# Task details:
Reproduce the forum excerpt below about rewarding children with magazines and cards, word for word and in full.

Excerpt to read Block Start

Assuming he's reasonably well behaved most of the time, could you explain to him that he gets his magazines for doing x,y or z?

MrsJayy Fri 05-Aug-16 09:02:35

Get your Dd a magazine your son can wait for his your dh is being soft dd was a big girl and stayed in bed she gets her reward. Doing insentives is tricky though they clock what each other is getting and add it up

OohMavis Fri 05-Aug-16 09:03:46

Nope, she doesn't collect anything. She's only just getting to the age where she's noticing things in the shops that she'd like me to buy for her, so maybe that will change soon.

DS has to behave well and do his jobs without a fuss for his Pokemon cards.

Excerpt to read Block End
Extracted entries Block Start

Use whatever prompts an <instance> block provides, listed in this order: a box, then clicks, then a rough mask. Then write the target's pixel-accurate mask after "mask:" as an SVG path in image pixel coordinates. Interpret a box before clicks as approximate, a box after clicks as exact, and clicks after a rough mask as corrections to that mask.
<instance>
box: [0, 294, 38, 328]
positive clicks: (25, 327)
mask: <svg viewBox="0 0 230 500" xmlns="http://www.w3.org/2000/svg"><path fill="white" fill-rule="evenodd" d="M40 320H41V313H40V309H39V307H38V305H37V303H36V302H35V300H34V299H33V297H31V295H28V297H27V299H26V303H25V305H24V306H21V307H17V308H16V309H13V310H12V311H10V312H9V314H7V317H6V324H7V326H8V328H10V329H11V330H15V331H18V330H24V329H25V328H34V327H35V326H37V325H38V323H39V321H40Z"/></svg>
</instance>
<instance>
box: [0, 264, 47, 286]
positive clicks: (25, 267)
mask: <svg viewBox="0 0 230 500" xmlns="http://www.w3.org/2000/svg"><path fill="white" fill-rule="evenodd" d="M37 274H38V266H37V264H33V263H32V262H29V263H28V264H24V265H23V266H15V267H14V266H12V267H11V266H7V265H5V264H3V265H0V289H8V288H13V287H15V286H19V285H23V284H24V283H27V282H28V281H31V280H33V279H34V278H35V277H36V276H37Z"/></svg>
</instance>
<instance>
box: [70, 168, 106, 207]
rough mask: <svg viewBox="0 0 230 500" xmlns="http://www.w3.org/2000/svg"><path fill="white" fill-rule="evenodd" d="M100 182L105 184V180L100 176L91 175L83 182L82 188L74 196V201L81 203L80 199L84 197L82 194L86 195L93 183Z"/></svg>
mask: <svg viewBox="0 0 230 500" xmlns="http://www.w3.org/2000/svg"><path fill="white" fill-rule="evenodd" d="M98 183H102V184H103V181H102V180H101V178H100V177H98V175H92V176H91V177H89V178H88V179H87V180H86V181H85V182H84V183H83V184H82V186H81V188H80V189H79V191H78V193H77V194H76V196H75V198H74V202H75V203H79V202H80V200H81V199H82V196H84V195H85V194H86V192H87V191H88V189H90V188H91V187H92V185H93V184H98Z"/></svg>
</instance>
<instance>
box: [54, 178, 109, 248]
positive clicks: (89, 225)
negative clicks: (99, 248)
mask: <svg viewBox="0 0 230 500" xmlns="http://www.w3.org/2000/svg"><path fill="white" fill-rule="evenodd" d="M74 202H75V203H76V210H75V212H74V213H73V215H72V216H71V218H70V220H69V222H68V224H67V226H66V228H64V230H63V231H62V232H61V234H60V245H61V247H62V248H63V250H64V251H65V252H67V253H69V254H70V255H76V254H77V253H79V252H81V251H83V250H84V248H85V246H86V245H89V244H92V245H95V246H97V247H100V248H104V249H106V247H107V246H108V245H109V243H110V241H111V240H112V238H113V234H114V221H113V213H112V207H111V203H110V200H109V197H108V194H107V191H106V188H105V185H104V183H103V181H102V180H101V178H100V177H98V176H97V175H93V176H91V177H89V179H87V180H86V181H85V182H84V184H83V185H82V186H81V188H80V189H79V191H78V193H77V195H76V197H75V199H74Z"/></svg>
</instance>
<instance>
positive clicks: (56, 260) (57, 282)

Extracted entries Block End

# Task response:
Assuming he's reasonably well behaved most of the time, could you explain to him that he gets his magazines for doing x,y or z?

MrsJayy Fri 05-Aug-16 09:02:35

Get your Dd a magazine your son can wait for his your dh is being soft dd was a big girl and stayed in bed she gets her reward. Doing insentives is tricky though they clock what each other is getting and add it up

OohMavis Fri 05-Aug-16 09:03:46

Nope, she doesn't collect anything. She's only just getting to the age where she's noticing things in the shops that she'd like me to buy for her, so maybe that will change soon.

DS has to behave well and do his jobs without a fuss for his Pokemon cards.